* Aim of the exercise *
Write out again the lines starting at the one that contains "In this exercise you will mark each instance of the kayak" and ending at the last of the lines, requests included, and multiply every point coordinate in the answers by 1.5, rounding to whole numbers with halves going up. Leave the pictures out.

* Exercise data *
- - - - - - -

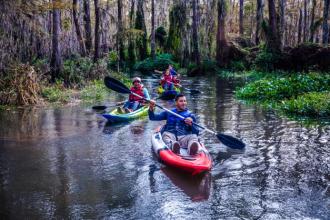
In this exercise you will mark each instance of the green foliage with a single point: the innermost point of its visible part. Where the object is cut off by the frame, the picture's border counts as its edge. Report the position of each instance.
(178, 21)
(95, 91)
(237, 66)
(76, 70)
(280, 88)
(160, 63)
(112, 59)
(310, 104)
(160, 36)
(56, 93)
(299, 95)
(267, 60)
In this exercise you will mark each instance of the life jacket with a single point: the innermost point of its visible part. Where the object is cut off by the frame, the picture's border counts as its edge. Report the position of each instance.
(139, 91)
(166, 79)
(177, 125)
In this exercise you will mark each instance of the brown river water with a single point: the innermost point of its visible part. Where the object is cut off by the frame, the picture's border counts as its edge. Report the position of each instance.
(68, 163)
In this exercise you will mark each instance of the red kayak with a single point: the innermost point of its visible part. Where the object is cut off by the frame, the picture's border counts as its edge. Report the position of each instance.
(196, 164)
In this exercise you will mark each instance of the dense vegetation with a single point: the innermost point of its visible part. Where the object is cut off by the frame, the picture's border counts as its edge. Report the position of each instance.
(303, 94)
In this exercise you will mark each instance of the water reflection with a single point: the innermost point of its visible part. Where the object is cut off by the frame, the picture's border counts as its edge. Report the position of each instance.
(196, 187)
(62, 163)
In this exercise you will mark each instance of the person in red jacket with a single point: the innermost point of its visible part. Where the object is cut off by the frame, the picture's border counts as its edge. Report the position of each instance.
(134, 102)
(167, 80)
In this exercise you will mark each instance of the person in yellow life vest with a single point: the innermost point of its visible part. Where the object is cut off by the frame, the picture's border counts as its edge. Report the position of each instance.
(134, 102)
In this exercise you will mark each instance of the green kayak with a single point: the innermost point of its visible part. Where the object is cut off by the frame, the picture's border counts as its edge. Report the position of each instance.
(114, 116)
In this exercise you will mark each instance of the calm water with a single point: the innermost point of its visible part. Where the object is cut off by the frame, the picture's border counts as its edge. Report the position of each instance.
(68, 163)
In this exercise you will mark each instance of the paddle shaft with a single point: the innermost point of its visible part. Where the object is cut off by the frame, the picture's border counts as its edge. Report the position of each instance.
(173, 113)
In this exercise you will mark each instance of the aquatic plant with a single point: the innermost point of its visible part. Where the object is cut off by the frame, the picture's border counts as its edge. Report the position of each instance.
(310, 104)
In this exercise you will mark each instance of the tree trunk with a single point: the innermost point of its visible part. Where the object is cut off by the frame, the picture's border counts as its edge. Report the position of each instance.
(260, 7)
(274, 43)
(120, 44)
(153, 43)
(305, 22)
(56, 59)
(97, 31)
(196, 56)
(282, 22)
(299, 26)
(131, 45)
(241, 9)
(77, 26)
(140, 25)
(325, 37)
(222, 45)
(312, 29)
(88, 27)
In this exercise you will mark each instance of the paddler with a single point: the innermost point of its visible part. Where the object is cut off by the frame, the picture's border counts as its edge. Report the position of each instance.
(134, 102)
(177, 132)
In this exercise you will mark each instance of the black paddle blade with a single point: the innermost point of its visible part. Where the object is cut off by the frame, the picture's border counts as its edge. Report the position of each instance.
(230, 141)
(116, 85)
(99, 107)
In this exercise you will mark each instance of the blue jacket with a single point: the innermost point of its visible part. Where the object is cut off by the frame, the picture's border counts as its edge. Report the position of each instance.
(174, 124)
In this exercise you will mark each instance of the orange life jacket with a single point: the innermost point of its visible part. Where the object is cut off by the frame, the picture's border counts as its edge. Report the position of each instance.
(166, 79)
(138, 91)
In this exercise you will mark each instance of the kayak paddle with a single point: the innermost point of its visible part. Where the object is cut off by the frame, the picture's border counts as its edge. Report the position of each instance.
(227, 140)
(179, 85)
(190, 90)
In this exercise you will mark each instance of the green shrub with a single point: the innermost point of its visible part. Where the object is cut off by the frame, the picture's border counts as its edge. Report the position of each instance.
(309, 104)
(112, 59)
(56, 93)
(237, 66)
(267, 60)
(76, 70)
(279, 88)
(160, 63)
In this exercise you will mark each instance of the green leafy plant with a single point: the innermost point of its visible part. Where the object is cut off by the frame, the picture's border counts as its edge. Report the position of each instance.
(310, 104)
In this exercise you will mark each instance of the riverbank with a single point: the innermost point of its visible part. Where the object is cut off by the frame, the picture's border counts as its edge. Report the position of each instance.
(293, 94)
(27, 85)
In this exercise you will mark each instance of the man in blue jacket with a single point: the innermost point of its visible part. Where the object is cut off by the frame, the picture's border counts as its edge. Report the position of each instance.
(178, 132)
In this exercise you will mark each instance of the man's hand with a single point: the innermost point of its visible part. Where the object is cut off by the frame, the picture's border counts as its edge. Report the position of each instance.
(152, 104)
(188, 121)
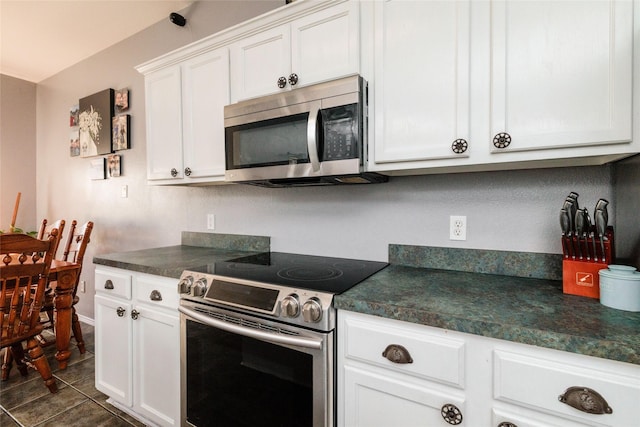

- - - - - - -

* Response *
In this exercise you will mark each instance of the kayak paddle with a single point: the innermost point of its visible part. Where the object is cut off by the frame, the picture's border counts as its edge. Report the position of each instance.
(341, 210)
(269, 128)
(285, 135)
In this exercise you will mark each instance of the green shrub with a single point: the innermost point of its visible part. Where the object is cut off by the frame, the picture's border counts as its edge. Report the position of each instance.
(464, 156)
(168, 89)
(84, 140)
(356, 99)
(401, 90)
(114, 105)
(419, 132)
(240, 95)
In this exercise you will mark each instance of the green leafy plant with a single point: the innermost point of its visible part. Where the object is cut off by the frame, the picture's border counts as its edge. Report the position of each instance.
(465, 156)
In this exercise you will mark each instance of the riverbank with a single point: the innermost point of its visible part. Where the object is cut off by the frame, the picture's border counts as its edge. Report the position of each instance.
(440, 141)
(41, 128)
In this exercise you will mark each instance of the man in blue jacket with a single point: the innermost point of its visible part. Where the object is cut off by the frame, the picture's border counts as its edge. Report the position of each instance.
(267, 198)
In this exercise you will mark each instance of the man's hand with a single point: the innermost point of its visible part. Where the object is cut off by the frame, the picture's border counts as its edge. Report the position of each instance.
(228, 156)
(282, 182)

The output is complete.